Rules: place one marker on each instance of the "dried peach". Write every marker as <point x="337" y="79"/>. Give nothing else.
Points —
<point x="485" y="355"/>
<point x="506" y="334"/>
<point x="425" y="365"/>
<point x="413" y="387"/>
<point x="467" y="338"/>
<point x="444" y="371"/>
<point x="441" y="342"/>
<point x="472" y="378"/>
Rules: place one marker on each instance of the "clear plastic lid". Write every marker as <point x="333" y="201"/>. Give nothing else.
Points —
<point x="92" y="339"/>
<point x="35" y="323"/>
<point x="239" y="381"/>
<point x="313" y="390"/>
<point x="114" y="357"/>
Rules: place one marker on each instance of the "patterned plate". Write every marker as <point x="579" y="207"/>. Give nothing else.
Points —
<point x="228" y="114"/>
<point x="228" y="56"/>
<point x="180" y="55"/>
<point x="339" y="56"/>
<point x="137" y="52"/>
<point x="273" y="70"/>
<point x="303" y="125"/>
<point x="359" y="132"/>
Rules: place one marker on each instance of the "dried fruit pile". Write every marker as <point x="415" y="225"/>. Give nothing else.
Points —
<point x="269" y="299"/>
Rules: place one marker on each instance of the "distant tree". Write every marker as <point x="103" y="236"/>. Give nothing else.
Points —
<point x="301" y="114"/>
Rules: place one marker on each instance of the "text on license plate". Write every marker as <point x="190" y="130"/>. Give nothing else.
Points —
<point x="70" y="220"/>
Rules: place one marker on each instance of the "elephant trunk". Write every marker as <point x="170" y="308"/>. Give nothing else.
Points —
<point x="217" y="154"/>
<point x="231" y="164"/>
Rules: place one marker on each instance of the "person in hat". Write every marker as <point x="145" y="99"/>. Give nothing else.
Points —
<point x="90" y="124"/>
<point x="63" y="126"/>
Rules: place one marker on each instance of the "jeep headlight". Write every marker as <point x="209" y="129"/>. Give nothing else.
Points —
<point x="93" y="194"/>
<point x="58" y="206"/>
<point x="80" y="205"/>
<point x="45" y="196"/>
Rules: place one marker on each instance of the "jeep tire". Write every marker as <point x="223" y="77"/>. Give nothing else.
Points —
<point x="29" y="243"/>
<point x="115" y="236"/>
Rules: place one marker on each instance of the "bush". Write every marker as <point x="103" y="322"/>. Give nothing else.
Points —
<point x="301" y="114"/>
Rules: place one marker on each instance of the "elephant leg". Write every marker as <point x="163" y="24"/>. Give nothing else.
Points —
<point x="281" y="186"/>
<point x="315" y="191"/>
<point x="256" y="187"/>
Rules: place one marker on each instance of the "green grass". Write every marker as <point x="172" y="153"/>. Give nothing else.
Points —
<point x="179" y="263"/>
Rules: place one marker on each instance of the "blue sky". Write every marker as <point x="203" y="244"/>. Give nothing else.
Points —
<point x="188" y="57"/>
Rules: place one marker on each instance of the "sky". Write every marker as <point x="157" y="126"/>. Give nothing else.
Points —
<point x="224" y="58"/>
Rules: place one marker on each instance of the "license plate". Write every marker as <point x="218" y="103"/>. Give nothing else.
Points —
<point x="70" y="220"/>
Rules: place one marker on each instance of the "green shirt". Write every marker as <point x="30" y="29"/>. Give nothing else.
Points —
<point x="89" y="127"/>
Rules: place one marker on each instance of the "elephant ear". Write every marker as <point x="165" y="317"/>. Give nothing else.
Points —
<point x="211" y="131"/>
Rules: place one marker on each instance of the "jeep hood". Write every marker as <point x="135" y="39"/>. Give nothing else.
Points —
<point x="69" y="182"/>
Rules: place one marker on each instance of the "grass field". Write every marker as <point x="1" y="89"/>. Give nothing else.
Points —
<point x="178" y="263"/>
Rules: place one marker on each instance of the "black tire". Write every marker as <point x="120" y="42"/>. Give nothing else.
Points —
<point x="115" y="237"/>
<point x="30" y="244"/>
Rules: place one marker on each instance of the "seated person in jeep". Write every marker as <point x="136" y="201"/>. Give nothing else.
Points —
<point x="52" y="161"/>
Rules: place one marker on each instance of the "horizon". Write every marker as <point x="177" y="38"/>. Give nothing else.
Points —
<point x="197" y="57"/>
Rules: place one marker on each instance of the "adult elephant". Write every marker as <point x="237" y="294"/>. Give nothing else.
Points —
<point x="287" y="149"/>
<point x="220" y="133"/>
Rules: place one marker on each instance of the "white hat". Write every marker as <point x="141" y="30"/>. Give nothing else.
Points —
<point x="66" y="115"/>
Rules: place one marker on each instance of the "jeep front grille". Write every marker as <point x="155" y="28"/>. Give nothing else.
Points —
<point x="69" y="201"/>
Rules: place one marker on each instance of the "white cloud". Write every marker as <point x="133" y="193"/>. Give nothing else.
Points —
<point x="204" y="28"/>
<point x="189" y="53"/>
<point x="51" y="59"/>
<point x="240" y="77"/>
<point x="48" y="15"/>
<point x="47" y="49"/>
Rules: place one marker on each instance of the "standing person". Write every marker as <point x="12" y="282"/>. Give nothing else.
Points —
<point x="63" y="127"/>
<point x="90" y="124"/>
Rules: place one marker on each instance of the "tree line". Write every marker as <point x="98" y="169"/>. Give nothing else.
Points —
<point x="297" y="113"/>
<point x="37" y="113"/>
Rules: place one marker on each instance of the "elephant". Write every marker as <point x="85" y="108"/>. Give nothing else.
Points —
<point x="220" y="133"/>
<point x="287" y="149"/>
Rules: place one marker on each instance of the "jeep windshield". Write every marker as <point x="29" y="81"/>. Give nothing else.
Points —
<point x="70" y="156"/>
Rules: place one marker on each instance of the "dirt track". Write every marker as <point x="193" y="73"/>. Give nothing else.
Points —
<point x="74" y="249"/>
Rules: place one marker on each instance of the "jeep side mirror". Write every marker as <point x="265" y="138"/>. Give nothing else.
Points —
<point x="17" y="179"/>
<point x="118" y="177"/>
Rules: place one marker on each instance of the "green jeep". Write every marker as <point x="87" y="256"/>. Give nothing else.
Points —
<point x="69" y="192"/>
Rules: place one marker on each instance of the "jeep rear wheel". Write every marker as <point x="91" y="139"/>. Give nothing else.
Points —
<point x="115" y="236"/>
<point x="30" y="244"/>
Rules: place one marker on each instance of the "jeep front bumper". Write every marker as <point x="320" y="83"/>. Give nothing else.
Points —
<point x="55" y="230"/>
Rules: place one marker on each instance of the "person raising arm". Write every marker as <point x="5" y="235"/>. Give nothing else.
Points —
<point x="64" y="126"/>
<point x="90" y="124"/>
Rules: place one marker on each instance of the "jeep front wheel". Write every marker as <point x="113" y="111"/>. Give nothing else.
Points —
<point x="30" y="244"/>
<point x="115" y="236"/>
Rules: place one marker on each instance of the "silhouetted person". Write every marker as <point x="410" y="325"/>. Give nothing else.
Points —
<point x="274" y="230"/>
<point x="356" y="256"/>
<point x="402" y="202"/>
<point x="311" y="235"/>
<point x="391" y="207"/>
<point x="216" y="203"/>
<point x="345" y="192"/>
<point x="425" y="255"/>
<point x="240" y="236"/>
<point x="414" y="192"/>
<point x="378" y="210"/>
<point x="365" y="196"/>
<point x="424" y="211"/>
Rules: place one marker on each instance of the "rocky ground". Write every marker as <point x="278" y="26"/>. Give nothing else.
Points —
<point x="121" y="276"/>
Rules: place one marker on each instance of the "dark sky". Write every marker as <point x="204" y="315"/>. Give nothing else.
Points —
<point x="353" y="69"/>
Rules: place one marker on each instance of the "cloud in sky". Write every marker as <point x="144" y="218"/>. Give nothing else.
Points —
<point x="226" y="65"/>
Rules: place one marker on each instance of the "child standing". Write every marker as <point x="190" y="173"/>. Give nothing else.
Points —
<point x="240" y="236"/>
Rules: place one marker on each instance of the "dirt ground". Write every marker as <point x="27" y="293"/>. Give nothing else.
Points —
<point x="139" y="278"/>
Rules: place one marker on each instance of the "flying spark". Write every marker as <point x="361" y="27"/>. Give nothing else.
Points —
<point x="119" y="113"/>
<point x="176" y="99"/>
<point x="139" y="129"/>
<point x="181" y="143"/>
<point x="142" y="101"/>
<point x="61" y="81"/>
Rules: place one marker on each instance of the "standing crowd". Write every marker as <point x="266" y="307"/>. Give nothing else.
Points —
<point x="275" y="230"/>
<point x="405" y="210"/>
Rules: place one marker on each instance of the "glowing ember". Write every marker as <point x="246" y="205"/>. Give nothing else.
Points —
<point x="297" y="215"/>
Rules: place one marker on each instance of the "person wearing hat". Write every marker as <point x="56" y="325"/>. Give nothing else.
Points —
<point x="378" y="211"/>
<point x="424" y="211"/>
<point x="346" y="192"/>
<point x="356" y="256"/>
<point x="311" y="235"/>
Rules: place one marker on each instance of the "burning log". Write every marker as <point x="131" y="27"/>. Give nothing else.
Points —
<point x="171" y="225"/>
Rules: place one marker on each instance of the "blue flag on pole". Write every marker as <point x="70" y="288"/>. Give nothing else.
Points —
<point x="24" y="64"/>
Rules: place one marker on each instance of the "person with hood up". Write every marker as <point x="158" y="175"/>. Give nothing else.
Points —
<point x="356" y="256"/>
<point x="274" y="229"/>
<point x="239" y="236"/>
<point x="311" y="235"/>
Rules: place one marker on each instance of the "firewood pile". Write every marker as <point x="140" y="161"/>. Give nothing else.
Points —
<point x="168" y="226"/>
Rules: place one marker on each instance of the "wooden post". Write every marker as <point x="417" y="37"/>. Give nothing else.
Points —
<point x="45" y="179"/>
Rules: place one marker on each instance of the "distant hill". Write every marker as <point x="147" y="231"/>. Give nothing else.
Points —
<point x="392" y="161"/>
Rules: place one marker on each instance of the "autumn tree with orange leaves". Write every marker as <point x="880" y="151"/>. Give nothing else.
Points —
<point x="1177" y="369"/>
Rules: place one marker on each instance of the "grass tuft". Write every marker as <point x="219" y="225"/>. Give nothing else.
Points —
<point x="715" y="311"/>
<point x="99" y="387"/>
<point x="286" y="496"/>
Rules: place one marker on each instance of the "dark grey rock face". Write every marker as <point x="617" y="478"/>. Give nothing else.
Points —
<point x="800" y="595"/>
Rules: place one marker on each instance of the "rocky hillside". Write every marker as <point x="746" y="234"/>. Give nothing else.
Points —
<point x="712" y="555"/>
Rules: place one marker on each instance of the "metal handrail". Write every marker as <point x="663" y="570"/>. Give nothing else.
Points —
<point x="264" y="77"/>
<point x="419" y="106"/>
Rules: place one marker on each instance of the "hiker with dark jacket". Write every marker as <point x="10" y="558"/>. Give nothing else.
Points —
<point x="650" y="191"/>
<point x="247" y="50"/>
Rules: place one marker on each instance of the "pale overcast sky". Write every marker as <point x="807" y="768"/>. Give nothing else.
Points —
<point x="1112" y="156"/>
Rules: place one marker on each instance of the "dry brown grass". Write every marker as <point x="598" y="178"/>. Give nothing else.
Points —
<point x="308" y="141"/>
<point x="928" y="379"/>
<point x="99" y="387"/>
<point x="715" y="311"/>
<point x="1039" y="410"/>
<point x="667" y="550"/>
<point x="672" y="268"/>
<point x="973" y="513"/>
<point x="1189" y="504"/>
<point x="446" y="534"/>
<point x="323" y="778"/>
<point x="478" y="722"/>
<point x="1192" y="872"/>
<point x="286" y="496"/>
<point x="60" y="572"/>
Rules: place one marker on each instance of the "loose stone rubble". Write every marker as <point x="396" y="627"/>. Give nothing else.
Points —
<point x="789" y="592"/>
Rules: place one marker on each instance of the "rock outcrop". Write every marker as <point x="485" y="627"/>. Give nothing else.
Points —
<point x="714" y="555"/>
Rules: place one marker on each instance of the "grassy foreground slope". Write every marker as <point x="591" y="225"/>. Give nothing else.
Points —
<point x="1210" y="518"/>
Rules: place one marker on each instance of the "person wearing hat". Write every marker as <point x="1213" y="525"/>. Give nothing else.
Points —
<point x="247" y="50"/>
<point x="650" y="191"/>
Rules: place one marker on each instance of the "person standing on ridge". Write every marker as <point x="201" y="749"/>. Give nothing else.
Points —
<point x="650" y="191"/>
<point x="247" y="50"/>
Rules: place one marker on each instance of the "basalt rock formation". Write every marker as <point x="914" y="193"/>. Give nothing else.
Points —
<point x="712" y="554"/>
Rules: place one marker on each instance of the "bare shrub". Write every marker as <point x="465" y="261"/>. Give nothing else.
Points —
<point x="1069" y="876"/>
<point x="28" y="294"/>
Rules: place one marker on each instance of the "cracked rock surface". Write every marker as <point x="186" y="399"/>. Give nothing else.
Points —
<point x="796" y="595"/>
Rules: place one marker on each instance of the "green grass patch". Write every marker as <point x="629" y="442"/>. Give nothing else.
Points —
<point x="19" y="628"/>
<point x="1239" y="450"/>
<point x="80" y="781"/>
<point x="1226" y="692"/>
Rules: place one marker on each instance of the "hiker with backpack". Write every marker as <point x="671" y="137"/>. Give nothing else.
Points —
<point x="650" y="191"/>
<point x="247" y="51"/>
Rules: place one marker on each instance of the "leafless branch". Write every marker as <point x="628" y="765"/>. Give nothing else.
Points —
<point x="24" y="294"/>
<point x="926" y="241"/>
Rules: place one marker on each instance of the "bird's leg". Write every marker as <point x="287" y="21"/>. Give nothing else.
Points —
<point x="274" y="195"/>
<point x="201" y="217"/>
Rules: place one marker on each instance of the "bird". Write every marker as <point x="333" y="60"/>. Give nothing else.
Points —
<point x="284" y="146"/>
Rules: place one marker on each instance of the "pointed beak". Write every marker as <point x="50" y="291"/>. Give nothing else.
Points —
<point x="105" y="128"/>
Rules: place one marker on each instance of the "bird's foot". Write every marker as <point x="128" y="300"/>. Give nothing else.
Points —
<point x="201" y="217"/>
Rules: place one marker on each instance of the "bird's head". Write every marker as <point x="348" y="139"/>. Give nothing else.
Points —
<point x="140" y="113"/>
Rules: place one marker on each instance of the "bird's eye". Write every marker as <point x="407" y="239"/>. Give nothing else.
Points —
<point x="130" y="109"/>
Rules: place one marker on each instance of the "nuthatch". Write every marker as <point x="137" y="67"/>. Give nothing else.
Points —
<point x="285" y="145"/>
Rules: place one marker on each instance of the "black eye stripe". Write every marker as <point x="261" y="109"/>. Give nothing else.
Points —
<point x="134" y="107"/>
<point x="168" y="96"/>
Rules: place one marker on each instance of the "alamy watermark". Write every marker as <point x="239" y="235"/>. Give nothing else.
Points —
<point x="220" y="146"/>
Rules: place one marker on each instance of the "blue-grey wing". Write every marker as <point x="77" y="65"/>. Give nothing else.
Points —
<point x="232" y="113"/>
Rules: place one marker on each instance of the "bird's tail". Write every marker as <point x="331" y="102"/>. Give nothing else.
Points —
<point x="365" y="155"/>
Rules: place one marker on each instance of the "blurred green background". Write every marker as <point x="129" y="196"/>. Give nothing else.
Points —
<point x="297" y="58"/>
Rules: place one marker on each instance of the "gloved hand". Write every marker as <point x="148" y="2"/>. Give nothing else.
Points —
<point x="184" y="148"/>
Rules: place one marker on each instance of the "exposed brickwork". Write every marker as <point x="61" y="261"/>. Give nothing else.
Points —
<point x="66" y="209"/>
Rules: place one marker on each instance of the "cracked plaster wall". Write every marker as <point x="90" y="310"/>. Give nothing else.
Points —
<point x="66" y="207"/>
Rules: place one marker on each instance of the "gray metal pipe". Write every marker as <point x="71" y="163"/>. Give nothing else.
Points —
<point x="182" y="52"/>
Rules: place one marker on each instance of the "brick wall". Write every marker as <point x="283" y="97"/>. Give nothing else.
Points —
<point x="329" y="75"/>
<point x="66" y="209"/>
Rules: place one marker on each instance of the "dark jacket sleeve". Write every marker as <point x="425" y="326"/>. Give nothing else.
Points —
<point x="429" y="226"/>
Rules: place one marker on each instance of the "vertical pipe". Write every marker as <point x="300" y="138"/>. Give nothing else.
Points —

-*-

### GIVEN EXERCISE
Gather every line of the entries above that contains the string "wearing", with uppercase and lowercase treated as distinct.

### RESPONSE
Rules: place one marker on each instance of the "person wearing hat". Write every marker as <point x="56" y="325"/>. Give nothing else.
Rules: place one marker on each instance of the "person wearing hat". Write every marker as <point x="1213" y="525"/>. Give nothing else.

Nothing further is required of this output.